-- start Input for this task --
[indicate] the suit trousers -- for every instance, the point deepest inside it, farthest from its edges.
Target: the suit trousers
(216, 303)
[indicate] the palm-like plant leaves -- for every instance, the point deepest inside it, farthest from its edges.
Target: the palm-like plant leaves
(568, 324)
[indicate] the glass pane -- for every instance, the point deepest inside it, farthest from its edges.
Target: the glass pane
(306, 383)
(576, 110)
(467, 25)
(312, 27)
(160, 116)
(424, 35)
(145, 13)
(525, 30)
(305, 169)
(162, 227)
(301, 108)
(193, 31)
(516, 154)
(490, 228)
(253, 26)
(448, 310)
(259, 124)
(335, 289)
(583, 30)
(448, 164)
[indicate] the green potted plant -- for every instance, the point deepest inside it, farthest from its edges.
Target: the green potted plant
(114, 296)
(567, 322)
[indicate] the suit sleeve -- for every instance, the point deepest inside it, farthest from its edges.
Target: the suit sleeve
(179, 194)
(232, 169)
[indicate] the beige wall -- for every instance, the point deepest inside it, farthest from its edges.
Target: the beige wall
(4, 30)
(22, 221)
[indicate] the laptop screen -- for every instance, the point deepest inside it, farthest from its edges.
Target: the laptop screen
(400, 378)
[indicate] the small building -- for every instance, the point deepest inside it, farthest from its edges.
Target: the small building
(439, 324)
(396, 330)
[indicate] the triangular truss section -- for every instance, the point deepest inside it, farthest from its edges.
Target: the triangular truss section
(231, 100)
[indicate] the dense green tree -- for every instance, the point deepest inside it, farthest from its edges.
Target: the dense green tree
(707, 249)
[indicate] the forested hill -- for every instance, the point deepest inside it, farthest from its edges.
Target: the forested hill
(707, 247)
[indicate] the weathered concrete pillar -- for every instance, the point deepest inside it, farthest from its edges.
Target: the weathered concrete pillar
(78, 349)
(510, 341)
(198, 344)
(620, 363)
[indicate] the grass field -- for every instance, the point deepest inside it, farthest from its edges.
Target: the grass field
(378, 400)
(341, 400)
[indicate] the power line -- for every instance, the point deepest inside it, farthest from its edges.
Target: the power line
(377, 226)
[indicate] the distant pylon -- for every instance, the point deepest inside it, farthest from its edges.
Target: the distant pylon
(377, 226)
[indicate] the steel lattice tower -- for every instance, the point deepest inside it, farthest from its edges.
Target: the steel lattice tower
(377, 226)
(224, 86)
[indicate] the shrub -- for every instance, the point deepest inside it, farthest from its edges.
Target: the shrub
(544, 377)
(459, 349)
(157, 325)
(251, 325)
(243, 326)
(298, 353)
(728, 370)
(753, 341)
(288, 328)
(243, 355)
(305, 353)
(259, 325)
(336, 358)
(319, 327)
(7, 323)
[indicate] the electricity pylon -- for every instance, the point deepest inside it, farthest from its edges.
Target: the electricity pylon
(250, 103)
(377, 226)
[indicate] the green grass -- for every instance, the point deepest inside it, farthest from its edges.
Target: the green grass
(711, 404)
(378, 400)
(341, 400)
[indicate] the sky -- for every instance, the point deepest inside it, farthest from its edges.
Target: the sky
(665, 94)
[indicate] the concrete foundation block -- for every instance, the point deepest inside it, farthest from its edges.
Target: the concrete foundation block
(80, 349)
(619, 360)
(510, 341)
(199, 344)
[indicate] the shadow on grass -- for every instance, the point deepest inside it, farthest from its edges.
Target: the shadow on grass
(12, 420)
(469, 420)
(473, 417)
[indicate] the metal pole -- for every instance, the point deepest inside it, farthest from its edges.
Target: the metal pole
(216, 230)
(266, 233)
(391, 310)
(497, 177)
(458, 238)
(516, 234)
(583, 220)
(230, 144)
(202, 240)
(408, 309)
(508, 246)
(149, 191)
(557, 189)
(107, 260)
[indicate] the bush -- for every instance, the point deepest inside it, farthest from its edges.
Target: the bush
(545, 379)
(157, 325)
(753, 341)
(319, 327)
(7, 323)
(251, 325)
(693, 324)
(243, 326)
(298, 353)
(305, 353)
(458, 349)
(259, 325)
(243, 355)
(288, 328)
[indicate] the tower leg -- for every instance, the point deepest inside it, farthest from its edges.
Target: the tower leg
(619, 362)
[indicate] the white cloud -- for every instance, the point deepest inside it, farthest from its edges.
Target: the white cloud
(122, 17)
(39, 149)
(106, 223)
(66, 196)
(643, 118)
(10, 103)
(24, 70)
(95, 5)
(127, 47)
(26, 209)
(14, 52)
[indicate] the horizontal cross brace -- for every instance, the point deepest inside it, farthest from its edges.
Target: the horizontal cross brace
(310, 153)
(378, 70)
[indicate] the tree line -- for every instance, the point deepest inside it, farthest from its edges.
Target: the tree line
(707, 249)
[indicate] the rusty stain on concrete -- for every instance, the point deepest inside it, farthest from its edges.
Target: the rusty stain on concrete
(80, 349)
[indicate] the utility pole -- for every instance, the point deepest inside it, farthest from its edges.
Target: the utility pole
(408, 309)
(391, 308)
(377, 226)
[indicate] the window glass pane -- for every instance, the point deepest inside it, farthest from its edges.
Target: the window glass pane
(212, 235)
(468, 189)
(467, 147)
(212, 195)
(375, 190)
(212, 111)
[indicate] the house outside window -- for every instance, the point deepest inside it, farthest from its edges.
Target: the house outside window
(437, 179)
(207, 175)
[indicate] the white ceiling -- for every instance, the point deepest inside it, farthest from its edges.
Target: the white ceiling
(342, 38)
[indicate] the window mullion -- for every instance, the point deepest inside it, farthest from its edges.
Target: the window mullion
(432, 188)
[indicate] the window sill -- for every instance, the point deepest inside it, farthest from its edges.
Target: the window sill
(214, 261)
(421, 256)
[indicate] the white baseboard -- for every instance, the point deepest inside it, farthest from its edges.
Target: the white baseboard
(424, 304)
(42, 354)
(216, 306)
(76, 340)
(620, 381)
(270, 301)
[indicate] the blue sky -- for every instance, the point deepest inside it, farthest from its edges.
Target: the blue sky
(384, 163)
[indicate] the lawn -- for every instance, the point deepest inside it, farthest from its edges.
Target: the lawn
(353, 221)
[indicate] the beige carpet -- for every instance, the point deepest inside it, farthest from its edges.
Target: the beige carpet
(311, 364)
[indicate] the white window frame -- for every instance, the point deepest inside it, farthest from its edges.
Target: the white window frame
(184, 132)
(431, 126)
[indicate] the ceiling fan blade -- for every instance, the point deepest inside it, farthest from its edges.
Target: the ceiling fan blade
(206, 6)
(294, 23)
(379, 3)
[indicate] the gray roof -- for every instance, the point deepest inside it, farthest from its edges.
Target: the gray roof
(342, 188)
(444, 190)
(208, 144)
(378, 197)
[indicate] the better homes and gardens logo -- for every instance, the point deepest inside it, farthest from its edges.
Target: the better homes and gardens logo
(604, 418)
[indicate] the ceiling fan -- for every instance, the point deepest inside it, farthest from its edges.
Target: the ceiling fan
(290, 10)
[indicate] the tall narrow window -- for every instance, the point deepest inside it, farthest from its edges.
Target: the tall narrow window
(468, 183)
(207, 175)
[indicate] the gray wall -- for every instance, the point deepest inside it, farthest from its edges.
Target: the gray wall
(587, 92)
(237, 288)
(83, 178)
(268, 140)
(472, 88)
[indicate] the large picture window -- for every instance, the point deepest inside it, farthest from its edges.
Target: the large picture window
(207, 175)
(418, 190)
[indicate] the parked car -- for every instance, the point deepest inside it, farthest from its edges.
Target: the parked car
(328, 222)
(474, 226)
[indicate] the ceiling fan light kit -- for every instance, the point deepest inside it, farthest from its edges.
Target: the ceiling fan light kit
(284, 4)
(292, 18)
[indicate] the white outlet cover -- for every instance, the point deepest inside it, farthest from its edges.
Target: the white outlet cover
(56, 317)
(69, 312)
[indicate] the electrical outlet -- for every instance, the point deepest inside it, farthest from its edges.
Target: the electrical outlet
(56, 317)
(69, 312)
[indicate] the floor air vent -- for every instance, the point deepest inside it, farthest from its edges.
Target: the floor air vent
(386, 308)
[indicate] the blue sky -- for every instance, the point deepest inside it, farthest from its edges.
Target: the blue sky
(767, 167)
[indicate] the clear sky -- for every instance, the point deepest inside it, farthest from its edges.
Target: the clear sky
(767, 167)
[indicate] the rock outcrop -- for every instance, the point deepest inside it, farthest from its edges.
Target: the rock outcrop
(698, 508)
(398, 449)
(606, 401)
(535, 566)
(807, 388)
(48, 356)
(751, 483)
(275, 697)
-- end Input for this task --
→ Written problem
Please rewrite the material from the line with "[indicate] the ceiling fan light" through the end, changing "electrical outlet" to "power outlet" and keeping everything else the same.

→ Reply
[indicate] the ceiling fan light kit -- for every instance, the point deepest inside it, farthest from its edges.
Target: the ceiling fan light kit
(284, 4)
(292, 18)
[indicate] the white outlet cover -- for every instance, the point deepest inside it, farthest from its edges.
Target: the white outlet cover
(56, 317)
(69, 312)
[indicate] the power outlet -- for every instance, the point deepest inside it, farthest from its edges.
Target: the power outlet
(56, 317)
(69, 312)
[indicate] the floor air vent -- for every instance, the point deepest inside it, farthest from its edges.
Target: the floor air vent
(386, 308)
[indicate] the blue sky -- for every instance, the point deepest inside it, farthest from its edges.
Target: the blue sky
(767, 167)
[indicate] the clear sky -- for every instance, the point deepest inside it, farthest from its edges.
Target: the clear sky
(767, 167)
[indicate] the rock outcrop -- for every instance, the point deepest inside it, farthest from its edges.
Target: the rock outcrop
(698, 508)
(398, 449)
(606, 401)
(535, 566)
(807, 388)
(48, 356)
(751, 483)
(275, 697)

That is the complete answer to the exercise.